--- Текст для чтения ---
Он хотел поскорей послать меня в Телятинки – сказать, чтобы Чертков, который опять начал было посещать Ясную Поляну, не приезжал сегодня.
– Идите лучше, скажите это! А то я уверен, что опять будут сцены, – говорил Лев Николаевич.
Но как раз возвращалась в Телятинки одна молодая девушка – финка, приезжавшая оттуда побеседовать со Львом Николаевичем. С нею и отправили письмо Льва Николаевича к Черткову. Вышло так, что финка и В. Г. Чертков разъехались: из Телятинок в Ясную есть две дороги, и они поехали разными. Владимир Григорьевич, ничего не подозревая, явился к Толстым.
Сначала он говорил со Львом Николаевичем на балконе его кабинета. Потом все сошли пить чай на террасу, в том числе и Софья Андреевна.
Последняя была в самом ужасном настроении, нервном и беспокойном. По отношению к гостю, да и ко всем присутствующим, держала себя грубо и вызывающе. Понятно, как это на всех действовало. Все сидели натянутые, подавленные. Чертков – точно аршин проглотил: выпрямился, лицо окаменело. На столе уютно кипел самовар, ярко-красным пятном выделялось на белой скатерти блюдо с малиной, но сидевшие за столом едва притрагивались к своим чашкам чая, точно повинность отбывали. И, не засиживаясь, скоро все разошлись.[Примечание к этой записи, сделанное В. Ф. Булгаковым позднее:] Когда я вспоминаю об этом вечере, я поражаюсь интуиции Софьи Андреевны: она будто чувствовала, что только что произошло что-то ужасное, непоправимое. В самом деле, как я позже узнал, именно в этот день Львом Николаевичем было подписано в лесу, у деревни Грумонт, тайное завещание о передаче всех его сочинений в общую собственность. Формальной исполнительницей его воли назначалась его младшая дочь, а фактическим распорядителем – В. Г. Чертков. (Последнее назначение оговорено было в особой, составленной самим Чертковым и тоже подписанной Л. Н. Толстым «сопроводительной бумаге» к завещанию.) Свидетелями при подписании завещания были: А. П. Сергеенко, А. Б. Гольденвейзер и один из домочадцев Черткова, юноша Анатолий Радынский. Утром я видел у крыльца телятинковского дома Чертковых трех лошадей, оседланных для этих лиц, и был очень удивлен, когда спрошенный мною Радынский отказался сообщить о цели поездки. Кстати сказать, и сам Радынский привлечен был к подписанию завещания в качестве свидетеля совершенно неожиданно него и даже не знал, что он подписывает. Дело делалось совершенно секретно. В частности, меня не вводили в курс этого дела из опасения, как бы я, при моих постоянных встречах с Софьей Андреевной, случайно не проговорился о завещании. Итак, совершился акт, которого Софья Андреевна боялась больше всего: семья, материальные интересы которой она так ревностно охраняла, лишилась прав литературной собственности на сочинения Толстого после его смерти.
---
-- Задание --
Перескажите короче абзац отрывка о Толстом, который начинается словами «Но как раз возвращалась». Сохраните его главные факты.
--- Исходные данные ---
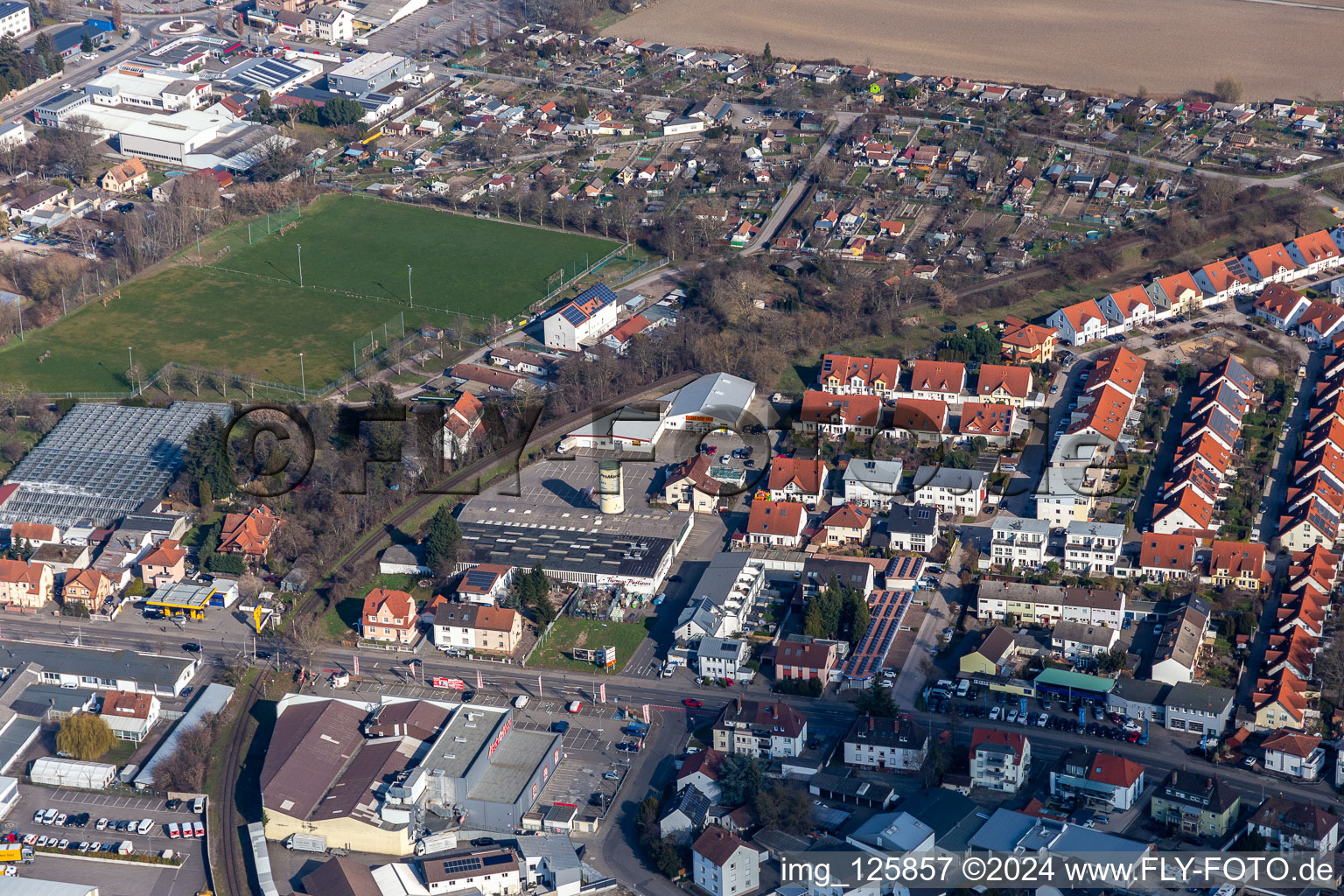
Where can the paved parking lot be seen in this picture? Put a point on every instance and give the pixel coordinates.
(589, 752)
(113, 878)
(443, 25)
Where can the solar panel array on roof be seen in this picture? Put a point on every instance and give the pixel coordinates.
(889, 612)
(104, 461)
(466, 863)
(269, 74)
(480, 579)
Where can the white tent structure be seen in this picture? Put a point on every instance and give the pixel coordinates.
(54, 771)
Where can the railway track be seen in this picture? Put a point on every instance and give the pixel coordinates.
(230, 852)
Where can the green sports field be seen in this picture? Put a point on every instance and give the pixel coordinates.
(246, 312)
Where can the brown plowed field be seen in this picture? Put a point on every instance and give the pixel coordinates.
(1167, 46)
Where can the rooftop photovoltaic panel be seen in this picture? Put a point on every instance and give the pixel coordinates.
(479, 579)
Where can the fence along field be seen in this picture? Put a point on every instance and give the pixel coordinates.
(242, 311)
(1170, 47)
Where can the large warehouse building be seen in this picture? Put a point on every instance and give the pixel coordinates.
(371, 73)
(370, 775)
(101, 462)
(702, 404)
(710, 402)
(632, 550)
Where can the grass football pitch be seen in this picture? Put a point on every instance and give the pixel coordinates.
(246, 312)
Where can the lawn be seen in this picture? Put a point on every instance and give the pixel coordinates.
(354, 243)
(569, 633)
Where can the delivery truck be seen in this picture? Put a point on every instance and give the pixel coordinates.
(438, 843)
(306, 843)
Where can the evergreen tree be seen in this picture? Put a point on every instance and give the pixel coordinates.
(441, 542)
(877, 702)
(208, 461)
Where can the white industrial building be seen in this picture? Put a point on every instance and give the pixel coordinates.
(132, 85)
(371, 73)
(579, 321)
(14, 19)
(197, 138)
(710, 402)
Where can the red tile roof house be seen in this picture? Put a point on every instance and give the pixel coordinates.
(248, 534)
(844, 375)
(990, 422)
(1167, 556)
(461, 424)
(702, 768)
(797, 660)
(24, 584)
(837, 416)
(1027, 343)
(777, 524)
(1314, 253)
(164, 564)
(1294, 754)
(1080, 324)
(1280, 305)
(797, 479)
(1271, 265)
(87, 587)
(130, 715)
(1004, 383)
(390, 617)
(938, 381)
(847, 524)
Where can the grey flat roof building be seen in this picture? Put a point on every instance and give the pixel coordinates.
(102, 461)
(368, 74)
(483, 766)
(719, 396)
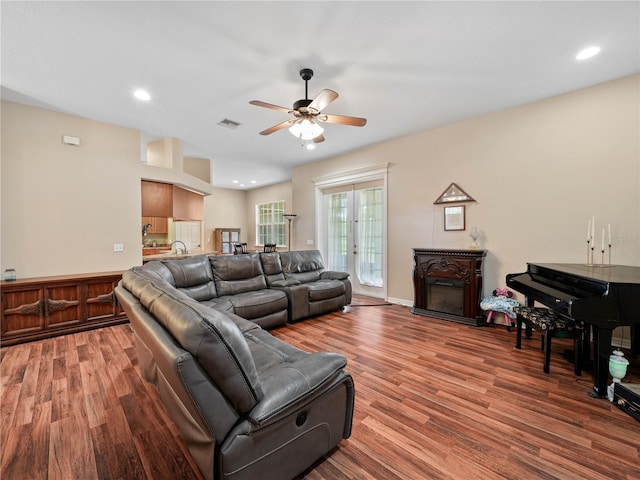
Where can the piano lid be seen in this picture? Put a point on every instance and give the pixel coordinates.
(612, 274)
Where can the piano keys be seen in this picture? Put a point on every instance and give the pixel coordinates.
(604, 297)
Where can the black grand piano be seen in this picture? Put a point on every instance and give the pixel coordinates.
(604, 297)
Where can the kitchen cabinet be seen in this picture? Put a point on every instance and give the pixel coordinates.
(37, 308)
(157, 199)
(158, 224)
(166, 200)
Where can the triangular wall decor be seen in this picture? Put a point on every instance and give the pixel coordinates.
(452, 194)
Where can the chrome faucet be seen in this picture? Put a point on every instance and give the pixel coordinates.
(183, 245)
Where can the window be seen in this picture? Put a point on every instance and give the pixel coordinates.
(270, 224)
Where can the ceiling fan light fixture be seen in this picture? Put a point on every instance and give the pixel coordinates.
(306, 129)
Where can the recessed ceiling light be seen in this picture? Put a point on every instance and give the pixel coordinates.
(588, 53)
(142, 95)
---
-- Ответ --
Письмо Льва Николаевича к Черткову передали с молодой финкой, которая возвращалась в Телятинки после беседы с ним. Из Телятинок в Ясную ведут две дороги, и финка с Чертковым поехали разными, поэтому разминулись. Ничего не подозревавший Чертков приехал к Толстым.